I adore the beginning phase of brainstorming the book. Like I said, it’s the possibility of all worlds. At the end, there is a great satisfaction of having gotten to the end, but also a sadness of parting with characters who seem like family. Writing sequels help, knowing I’ll spend more time with them again.

Ten years is a long time to not be writing after your previous successes. Did you find the return to writing difficult?

Revising, re-editing and publishing my backlist has certainly helped “rev up” the proverbial engine. It has been daunting, though, as I pick up where I left off on PIRATES’ MOON, as a little voice deep inside seems to say, “Can I do this one more time? Can I still write? Will it be any good? Is the story line sound or sappy? Does it need more, or less?” and on and on. My husband tells me I go through this with each book. Just write forward! So I am. That brings with it the many times I feel like I’m hitting my head against the wall, trying to get just the right words to spill out and wondering if they ever will. Ah, but that’s familiar too, so I’m trying to not panic that my brain has caved once and for all, ha, ha. Besides it’s a wonderful experience to step through the page and exist in the world of one’s characters. It’s worth the challenges that come with the writing.

Would you share with us what writer or writers influenced you, maybe even inspired you to write yourself?

Again, I love history, plus Mom had wonderful selections from her book club such as novels by Irving Stone, Thomas B. Costain, James Michener, Anya Seton, Mary Stewart, Victoria Holt.

Some books that I clearly remember as favorites were DRAGONWYCK, by Anya Seton, BRIDE OF PENDORRIC by Victoria Holt. THE ROAD TO BITHYNIA, by Frank G. Slaughter.

When I was growing up, big sweeping historical novels as well as movies were in favor such as Ben Hur, Spartacus, and Gone with the Wind (which I didn’t see until a teenager). I loved these big, sweeping, larger-than-life dramas. I guess it’s natural that I gravitate to write in that direction with my own writing and I really do love the research. It was while I was writing THE VALIANT HEART that a friend gave me a copy of Kathleen Woodiwiss’ SHANNA. I fell in love with that book and read all of her others before going on to read Cynthia Wright, Jude Deveraux (her early medievals), and more. It was while reading SHANNA that I realized I was writing Romance. At that point, I sought out other writers and connected with RWA National and our local chapter WRW (Washington Romance Writers) that served the D.C. metropolitan area, including Virginia and Maryland.

__Entries supplied__:
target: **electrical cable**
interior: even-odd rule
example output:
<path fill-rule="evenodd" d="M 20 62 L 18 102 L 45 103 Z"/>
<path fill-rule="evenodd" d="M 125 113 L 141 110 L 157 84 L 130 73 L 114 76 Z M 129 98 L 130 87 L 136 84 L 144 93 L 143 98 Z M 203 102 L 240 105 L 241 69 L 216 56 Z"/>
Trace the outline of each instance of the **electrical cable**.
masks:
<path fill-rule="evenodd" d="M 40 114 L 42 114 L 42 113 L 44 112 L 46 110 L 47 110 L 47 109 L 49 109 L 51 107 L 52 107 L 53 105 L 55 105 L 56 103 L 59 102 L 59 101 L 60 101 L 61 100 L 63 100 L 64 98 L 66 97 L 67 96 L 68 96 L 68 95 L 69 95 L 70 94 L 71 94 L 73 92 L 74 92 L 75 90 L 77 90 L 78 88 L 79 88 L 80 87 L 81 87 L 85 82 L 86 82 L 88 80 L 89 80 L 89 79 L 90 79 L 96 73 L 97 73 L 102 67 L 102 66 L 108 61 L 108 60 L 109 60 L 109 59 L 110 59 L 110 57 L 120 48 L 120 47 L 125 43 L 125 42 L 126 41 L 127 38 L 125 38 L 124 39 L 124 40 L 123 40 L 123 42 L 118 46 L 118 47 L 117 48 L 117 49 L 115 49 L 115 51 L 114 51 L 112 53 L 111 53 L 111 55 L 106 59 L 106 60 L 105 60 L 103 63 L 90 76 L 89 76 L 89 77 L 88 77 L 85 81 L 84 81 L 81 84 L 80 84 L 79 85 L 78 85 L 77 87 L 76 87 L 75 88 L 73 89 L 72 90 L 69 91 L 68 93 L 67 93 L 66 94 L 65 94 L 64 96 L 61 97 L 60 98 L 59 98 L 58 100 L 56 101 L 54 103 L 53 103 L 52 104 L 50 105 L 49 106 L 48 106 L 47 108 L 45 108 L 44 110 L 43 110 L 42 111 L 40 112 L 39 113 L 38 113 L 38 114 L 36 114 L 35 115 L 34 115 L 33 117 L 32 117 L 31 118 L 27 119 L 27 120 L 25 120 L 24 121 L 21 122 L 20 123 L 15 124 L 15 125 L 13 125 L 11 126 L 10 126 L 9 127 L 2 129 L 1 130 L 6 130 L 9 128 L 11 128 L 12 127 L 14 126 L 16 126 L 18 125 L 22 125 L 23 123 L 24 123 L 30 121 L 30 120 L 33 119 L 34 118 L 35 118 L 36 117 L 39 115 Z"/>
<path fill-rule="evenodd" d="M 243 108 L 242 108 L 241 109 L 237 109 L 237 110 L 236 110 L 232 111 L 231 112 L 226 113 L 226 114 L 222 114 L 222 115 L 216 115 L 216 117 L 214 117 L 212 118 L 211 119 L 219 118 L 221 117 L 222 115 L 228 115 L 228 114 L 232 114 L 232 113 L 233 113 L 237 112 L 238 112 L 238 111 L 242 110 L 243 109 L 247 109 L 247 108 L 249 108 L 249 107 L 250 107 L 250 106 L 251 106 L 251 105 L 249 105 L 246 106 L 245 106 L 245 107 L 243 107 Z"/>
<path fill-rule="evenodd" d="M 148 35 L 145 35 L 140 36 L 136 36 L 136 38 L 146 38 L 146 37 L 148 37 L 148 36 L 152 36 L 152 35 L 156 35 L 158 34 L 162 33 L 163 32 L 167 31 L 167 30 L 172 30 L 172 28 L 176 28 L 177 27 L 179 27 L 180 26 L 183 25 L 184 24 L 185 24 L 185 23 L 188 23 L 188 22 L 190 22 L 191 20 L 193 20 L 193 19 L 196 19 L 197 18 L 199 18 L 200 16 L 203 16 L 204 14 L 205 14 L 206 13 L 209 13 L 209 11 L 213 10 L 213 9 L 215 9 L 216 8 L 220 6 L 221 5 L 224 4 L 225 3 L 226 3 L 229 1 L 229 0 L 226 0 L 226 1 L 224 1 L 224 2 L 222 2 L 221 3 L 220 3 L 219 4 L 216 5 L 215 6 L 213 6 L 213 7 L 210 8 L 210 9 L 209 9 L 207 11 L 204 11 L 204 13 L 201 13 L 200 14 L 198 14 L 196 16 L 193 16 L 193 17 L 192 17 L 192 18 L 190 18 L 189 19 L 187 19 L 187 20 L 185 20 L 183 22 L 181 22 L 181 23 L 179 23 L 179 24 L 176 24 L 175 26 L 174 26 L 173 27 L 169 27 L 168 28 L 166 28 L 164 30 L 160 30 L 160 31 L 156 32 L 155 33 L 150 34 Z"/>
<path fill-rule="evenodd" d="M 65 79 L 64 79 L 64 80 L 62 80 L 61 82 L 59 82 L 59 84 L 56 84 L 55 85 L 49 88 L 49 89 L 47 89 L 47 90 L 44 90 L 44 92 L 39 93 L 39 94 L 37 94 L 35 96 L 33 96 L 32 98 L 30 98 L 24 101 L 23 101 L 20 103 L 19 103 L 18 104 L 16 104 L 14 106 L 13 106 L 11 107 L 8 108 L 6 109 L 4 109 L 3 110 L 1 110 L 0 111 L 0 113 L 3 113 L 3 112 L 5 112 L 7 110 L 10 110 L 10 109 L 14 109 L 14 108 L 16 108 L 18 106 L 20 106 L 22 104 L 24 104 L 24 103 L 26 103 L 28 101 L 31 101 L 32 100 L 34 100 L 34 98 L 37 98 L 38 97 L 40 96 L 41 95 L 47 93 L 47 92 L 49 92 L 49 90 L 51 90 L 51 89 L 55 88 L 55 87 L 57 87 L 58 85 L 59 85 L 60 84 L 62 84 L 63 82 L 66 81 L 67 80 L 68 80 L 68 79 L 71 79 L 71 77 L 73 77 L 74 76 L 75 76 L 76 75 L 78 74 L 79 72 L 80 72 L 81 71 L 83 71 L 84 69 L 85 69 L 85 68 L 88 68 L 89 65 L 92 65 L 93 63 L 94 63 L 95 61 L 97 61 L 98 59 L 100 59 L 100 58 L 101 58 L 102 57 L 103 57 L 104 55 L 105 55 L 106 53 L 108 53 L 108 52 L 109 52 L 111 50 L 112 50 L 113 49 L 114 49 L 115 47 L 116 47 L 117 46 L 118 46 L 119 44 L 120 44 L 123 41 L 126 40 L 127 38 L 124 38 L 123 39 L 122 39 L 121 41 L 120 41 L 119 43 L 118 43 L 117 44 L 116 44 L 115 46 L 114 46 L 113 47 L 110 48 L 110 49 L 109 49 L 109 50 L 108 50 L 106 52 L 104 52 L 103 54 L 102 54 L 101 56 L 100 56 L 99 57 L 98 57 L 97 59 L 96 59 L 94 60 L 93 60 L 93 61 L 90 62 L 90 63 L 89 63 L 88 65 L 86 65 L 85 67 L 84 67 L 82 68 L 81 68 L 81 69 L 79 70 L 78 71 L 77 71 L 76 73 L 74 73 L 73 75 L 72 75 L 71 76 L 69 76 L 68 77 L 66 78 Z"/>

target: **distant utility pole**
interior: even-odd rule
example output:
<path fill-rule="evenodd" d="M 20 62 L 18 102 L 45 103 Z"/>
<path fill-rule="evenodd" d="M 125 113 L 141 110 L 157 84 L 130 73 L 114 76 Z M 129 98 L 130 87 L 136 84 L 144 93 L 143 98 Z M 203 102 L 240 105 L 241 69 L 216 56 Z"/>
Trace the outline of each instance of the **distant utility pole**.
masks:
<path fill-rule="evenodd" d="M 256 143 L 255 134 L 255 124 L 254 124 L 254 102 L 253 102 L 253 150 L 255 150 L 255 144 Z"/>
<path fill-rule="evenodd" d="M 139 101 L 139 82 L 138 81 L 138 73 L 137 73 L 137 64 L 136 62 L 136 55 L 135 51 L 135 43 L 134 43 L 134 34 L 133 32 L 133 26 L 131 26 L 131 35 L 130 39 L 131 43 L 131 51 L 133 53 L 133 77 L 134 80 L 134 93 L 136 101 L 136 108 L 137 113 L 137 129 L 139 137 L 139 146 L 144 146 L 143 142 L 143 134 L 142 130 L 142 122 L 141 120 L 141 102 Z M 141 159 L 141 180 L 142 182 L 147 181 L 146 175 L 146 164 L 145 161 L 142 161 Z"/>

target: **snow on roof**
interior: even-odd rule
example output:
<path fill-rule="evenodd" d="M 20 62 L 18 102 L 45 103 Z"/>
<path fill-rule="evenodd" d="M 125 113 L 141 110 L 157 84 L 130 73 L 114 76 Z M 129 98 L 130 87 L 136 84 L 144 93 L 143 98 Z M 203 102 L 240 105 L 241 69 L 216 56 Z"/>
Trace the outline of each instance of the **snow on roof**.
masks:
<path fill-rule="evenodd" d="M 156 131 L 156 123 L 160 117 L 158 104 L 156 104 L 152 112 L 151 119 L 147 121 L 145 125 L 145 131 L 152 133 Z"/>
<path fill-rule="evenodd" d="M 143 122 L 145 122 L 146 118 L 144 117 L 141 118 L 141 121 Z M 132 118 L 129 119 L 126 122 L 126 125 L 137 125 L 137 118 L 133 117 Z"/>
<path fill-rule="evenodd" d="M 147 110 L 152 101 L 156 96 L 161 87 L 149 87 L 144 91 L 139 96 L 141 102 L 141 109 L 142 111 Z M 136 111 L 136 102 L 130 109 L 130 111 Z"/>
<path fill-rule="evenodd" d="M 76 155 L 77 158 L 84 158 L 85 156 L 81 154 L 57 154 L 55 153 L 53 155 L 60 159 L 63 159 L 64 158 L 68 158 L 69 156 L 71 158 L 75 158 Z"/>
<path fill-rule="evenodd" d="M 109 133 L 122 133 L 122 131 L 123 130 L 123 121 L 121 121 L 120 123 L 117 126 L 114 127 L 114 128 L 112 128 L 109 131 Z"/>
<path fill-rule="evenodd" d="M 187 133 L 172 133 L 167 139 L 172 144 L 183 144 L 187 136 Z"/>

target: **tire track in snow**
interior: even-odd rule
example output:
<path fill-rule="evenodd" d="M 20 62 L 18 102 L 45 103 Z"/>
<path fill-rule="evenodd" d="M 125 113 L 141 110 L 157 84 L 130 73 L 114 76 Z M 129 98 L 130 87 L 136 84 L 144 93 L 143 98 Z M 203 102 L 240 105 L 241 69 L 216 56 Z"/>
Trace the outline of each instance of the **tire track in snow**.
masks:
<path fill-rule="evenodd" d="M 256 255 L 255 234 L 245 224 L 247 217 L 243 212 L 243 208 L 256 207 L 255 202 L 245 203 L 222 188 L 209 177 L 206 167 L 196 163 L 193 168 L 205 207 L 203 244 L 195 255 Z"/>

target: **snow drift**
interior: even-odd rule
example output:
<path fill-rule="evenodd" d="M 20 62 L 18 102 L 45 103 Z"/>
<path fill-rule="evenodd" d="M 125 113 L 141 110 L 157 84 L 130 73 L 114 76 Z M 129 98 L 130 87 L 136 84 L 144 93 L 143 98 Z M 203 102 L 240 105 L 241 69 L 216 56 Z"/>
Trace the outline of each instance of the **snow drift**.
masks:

__Work required__:
Duplicate the passage of the interview above, beginning at the words "Again, I love" and stopping after "Stewart, Victoria Holt.".

__Final result__:
Again, I love history, plus Mom had wonderful selections from her book club such as novels by Irving Stone, Thomas B. Costain, James Michener, Anya Seton, Mary Stewart, Victoria Holt.